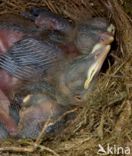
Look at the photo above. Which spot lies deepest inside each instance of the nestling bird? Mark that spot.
(83, 35)
(12, 29)
(73, 82)
(46, 20)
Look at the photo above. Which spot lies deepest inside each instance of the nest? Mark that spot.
(106, 118)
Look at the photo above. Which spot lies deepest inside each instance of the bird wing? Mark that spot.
(29, 57)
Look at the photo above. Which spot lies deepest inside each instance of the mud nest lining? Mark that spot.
(107, 115)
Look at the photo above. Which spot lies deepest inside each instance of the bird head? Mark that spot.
(80, 75)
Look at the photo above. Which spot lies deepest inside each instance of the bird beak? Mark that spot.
(99, 57)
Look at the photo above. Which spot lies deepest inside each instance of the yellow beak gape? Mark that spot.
(90, 76)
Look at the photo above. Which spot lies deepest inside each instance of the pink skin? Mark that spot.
(5, 119)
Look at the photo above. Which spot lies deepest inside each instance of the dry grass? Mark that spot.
(107, 116)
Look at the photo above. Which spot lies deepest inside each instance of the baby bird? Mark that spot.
(82, 35)
(46, 20)
(73, 81)
(12, 29)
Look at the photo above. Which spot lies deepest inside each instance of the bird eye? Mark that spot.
(78, 98)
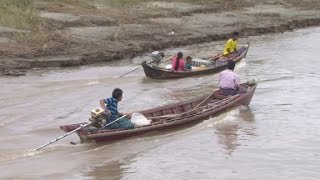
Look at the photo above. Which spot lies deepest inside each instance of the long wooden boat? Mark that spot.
(173, 115)
(155, 71)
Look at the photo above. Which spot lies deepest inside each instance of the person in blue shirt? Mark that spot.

==*==

*Directions*
The range to copy runs from the line with "grass? Mark that spot." to the last line of the entries, both included; copy it exactly and leave out the pictures.

*Output below*
Look at the photo above. Which spot lies deepest inside each instance of the dry grass? Mark that spot.
(107, 116)
Look at the photo above. Which spot lies deepest inside each instance of the baby bird? Mark that spot.
(82, 35)
(46, 20)
(73, 81)
(12, 29)
Look at the photo above. Which spot lies deepest inside each instance of the bird eye? Mark that spot.
(78, 98)
Look at the photo above. Which spot lies deepest inside each instance of the long wooden boat? Mark that spot.
(173, 115)
(155, 71)
Look at the photo above. Which spot lies deepest inside each instance of the person in blue shirt? Mark that spot.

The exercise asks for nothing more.